**Aim of the task**
Copy every one of the rows below word for word, keeping each line as it is.

**Records provided**
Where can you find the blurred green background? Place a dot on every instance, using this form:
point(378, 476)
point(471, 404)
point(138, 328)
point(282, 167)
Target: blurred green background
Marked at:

**Solution below**
Where can you find the blurred green background? Place a dot on every instance, using this form:
point(378, 476)
point(471, 404)
point(138, 328)
point(282, 167)
Target: blurred green background
Marked at:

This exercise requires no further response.